Source text
━━━━
The deception plan was divided in two: Fortitude North was the fake threat to Norway; Fortitude South would pose and maintain the threat to the Pas de Calais. In order for the plan to work, the Germans must be made to expect three separate invasions—a feint in Normandy and two major landings in Norway and the Pas de Calais—and therein lay a major hurdle. There were simply not enough soldiers in Britain to do what the planners wanted the Germans to believe they were about to do, so they invented them. It was Strangeways who came up with the idea of inventing an entire army in southeast England, poised to invade the northeast coast of France. This ghost army, supposedly stationed directly across the Channel from the Pas de Calais, was dubbed the First United States Army Group, or FUSAG. Another fake force, the British Fourth Army, would be created in Scotland to keep German minds focused on a threat to Norway. These counterfeit armies would threaten bogus targets while living soldiers prepared to attack the real target, in Normandy.
Masterman was itching for the game to start. “We had always expected,” he wrote, “that at some one moment all the agents would be recklessly and gladly ‘blown’ sky-high in carrying out the grand deception, and that this one great coup would bring our work to an end.” There were voices of caution, and some of skepticism, including the British army representative on the Twenty Committee, who insisted that “the German General Staff will not move a single German division on an agent’s report alone.” Unless, of course, they discovered the agent was a double agent and the division was then moved in precisely the wrong direction. “An agent who turned out not to be believed by the enemy might wreck the whole enterprise, or, even worse, his messages might be read ‘in reverse’ and the true target of the attack be exposed instead of revealed.” There was every possibility the plan could backfire disastrously.
Churchill and Roosevelt were kept fully apprised of the roles planned for the double agents in the deception, as was Stalin, both officially and secretly. The NKVD mole Anthony Blunt, now promoted to major, was still burrowing deep into British intelligence, digging up every scrap of secret information he could find and shipping it all to Moscow. “I have managed to get myself in touch with Robertson who runs the double agents,” he told his Soviet handlers. “In this way I can usually get an idea of what is actually planned and what is being put across as cover.” If there was an equivalent German mole within Soviet intelligence, then the entire deception would be blown. Or it might have been, had it not been for the paranoia ingrained into Soviet officialdom. Moscow did not believe what Blunt was telling them, because it was too good to be true. Having discovered that Britain was practicing an intricate double-cross operation on the Germans, the Soviets convinced themselves that they, too, must be victims of such a deception. According to the warped logic of the NKVD, the Cambridge Five (Blunt, Kim Philby, Guy Burgess, Donald Maclean, and John Cairncross) were sending such high-grade information that they must be double agents sending deliberate disinformation; and since the information from the five tallied perfectly, this was further proof that they were in league.
━━━━
Work instructions
1. Answer these from the Fortitude passage:
(a) What name was given to the ghost army said to be stationed across the Channel from the Pas de Calais?
(b) Who insisted that "the German General Staff will not move a single German division on an agent's report alone"?
(c) Why did Moscow not believe what Blunt was telling them?
2. Render this sentence from the Fortitude passage in Spanish: "There was every possibility the plan could backfire disastrously."
3. Extend the passage on the Fortitude deception, picking up after its final sentence.
━━━━
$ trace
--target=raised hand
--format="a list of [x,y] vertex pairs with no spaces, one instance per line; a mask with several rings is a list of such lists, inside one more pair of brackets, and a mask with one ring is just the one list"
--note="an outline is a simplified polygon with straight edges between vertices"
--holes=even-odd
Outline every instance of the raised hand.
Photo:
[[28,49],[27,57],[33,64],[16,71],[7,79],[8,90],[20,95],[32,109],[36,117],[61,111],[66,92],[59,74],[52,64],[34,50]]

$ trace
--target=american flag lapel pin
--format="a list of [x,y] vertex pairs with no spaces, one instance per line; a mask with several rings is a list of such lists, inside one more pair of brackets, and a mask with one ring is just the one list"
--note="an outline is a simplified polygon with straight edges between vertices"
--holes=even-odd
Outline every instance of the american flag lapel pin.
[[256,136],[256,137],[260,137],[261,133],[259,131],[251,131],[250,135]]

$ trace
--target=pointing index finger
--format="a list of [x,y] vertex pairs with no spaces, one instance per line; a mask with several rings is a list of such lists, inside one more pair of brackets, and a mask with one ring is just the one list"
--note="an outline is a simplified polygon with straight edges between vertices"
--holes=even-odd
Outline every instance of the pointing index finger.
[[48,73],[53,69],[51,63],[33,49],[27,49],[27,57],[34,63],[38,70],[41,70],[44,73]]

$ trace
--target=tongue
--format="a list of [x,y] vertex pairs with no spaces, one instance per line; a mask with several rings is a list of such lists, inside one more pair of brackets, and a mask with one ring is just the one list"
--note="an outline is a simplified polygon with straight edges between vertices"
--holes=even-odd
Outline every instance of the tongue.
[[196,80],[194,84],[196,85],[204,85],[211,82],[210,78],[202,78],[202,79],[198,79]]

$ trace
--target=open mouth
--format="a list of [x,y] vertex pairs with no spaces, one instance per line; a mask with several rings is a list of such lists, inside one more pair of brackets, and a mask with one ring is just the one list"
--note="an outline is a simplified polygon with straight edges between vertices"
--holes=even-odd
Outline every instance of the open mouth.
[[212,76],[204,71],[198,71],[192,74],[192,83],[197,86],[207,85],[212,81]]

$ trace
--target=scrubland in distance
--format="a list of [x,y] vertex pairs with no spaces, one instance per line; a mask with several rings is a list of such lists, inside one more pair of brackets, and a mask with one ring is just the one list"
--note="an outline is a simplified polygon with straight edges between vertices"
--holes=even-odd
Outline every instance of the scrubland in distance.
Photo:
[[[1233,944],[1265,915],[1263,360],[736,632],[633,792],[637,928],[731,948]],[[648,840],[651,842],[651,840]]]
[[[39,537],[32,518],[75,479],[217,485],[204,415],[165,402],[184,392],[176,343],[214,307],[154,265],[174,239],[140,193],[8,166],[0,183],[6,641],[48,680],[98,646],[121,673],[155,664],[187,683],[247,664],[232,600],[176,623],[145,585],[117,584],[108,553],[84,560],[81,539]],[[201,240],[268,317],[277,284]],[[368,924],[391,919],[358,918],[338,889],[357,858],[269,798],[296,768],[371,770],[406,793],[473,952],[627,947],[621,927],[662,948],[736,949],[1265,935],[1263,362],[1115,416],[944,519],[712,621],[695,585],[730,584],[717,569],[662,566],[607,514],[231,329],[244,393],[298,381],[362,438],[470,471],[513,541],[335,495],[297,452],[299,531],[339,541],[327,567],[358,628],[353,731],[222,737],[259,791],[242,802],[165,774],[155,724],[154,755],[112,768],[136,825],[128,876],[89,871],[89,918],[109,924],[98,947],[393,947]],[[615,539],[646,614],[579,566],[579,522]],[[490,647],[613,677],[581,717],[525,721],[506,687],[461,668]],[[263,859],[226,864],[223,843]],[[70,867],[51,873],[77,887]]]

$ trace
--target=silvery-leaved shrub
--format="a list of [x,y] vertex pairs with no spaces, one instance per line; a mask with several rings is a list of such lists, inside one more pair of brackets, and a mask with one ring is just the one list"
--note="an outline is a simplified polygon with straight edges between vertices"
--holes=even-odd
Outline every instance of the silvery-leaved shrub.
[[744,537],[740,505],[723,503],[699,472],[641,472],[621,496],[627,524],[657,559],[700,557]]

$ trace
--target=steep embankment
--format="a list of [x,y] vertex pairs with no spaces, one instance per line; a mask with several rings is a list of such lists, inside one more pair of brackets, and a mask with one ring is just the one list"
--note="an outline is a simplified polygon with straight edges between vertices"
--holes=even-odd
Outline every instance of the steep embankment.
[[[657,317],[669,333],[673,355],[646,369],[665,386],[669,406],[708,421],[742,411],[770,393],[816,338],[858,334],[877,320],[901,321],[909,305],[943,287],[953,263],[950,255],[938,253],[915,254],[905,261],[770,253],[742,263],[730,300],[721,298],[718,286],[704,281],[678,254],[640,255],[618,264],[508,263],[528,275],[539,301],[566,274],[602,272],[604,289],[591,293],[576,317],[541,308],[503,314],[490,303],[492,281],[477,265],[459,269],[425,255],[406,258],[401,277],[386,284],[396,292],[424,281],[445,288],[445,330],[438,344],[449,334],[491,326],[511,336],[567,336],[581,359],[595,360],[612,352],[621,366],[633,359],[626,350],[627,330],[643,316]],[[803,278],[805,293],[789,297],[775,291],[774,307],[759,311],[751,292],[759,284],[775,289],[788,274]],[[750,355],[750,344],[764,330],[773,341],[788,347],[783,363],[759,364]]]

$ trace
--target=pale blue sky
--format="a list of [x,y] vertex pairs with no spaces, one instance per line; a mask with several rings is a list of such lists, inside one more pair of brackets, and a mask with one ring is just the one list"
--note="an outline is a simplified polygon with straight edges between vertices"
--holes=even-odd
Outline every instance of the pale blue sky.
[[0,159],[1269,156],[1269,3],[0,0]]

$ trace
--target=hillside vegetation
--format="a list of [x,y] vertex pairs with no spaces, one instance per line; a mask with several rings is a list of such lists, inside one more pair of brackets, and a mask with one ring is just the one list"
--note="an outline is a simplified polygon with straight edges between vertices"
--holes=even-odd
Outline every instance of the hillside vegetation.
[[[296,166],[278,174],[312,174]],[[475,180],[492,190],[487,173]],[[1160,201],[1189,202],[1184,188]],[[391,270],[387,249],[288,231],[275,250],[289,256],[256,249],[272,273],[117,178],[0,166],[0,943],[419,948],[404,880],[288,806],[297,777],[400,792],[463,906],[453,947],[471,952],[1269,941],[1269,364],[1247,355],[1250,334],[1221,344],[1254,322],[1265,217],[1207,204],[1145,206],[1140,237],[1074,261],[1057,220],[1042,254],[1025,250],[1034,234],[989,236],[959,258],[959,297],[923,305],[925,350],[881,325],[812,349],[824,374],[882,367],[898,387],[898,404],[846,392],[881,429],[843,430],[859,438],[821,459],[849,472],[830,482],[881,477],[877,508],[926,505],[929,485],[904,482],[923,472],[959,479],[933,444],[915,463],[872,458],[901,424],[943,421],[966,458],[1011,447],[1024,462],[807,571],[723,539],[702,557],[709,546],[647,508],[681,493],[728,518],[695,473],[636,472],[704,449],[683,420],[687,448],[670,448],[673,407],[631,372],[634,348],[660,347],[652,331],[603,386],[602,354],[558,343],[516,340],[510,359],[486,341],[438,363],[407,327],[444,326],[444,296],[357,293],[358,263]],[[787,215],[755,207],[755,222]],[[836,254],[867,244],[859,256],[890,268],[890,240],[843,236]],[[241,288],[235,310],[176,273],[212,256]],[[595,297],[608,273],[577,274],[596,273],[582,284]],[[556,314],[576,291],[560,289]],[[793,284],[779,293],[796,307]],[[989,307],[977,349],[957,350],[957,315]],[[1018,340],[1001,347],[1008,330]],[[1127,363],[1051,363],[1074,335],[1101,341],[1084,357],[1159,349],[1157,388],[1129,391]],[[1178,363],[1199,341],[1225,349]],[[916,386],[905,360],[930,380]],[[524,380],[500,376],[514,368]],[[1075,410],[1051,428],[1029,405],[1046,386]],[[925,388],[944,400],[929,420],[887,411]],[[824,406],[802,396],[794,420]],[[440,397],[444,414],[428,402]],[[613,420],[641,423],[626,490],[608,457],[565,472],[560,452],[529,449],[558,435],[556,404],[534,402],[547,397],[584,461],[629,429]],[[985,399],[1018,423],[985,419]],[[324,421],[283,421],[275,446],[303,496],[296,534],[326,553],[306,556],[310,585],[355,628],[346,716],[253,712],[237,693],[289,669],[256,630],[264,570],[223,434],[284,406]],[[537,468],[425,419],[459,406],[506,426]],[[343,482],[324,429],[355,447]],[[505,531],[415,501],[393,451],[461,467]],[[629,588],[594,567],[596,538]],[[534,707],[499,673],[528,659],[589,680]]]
━━━━
The replies
1.
(a) The First United States Army Group, or FUSAG.
(b) The British army representative on the Twenty Committee.
(c) Because it was too good to be true.

2. Existía toda posibilidad de que el plan se volviera en su contra de forma desastrosa.

3.
The chief exponent of this gymnastic exercise in doublethink was Colonel Elena Modrzhinskaya, a blonde, rotund, zealously conspiratorial NKVD officer responsible for assessing British intelligence. Her suspicion of Blunt and his fellow spies was based on the assumption, firmly held and quite wrong, that the British could not be so foolish as to allow former communists to occupy senior positions in the intelligence services. Therefore Blunt and the others must have been working for the British from the beginning. A splendidly incompetent NKVD surveillance team was sent to gather evidence of the Cambridge spies making contact with their British handlers. Since Blunt worked inside MI5, this “evidence” of contact with British intelligence was not hard to find. As the D-Day deception was being crafted, Moscow sent a letter to its London spy chief warning of a vast, organized deception by these British double agents. “Our task is to understand what disinformation our rivals are planting on us,” since “all the data” from Blunt and the others indicated a double-cross operation. (The irony that Moscow was only aware of the existence of the British Double Cross system because Blunt had revealed it to them was entirely lost on Colonel Modrzhinskaya.)
But in the mirroring world of espionage, Blunt and Modrzhinskaya might actually end up supporting the deception. If Agent Tony was a double agent, then his false information should be read in reverse; if he indicated that Normandy was the real target and the Pas de Calais a decoy, then the Pas de Calais must be the real target and Normandy a feint. And if a German mole had penetrated Soviet intelligence, then that was the information he would be passing back to Berlin. In a nutshell: if the Germans believed that the Soviets thought the British were trying to make them believe something that was untrue, then the deception would still be on track. At the very least, Soviet suspicions would muddy the waters to an opacity beyond human penetration.
By the end of 1943, wrote Masterman, the Double Cross team was “far more powerful and better equipped than it had ever been before.” The double agents were reaching peak fitness. Tricycle (Popov) was beloved and admired by his German handlers, with Jebsen, the latest addition to the team, on hand to protect him; Garbo sat on Crespigny Road, Hendon, arguing with his wife and spinning ever more elaborate fantasies; Treasure was now in place, lonely and lovesick without her dog but ready to start feeding misinformation back to Kliemann. Bronx, the socialite spy, was in regular contact with Germany. Even the excitable Brutus might soon be back in play, if the Pole could be extracted from prison.
The Double Cross idea had always been based on lateral thinking without boundaries, a willingness to contemplate plans that others would dismiss as unworkable or, frankly, barmy. Flights of fantasy were integral to the system, which perhaps explains why, just as the D-Day deception plans were falling into place, the Double Cross system suddenly took wing and soared into the surreal.
Of all the strands in Operation Fortitude, none was quite so bizarre, so wholly unlikely, as the great pigeon double cross, the first and only avian deception scheme ever attempted.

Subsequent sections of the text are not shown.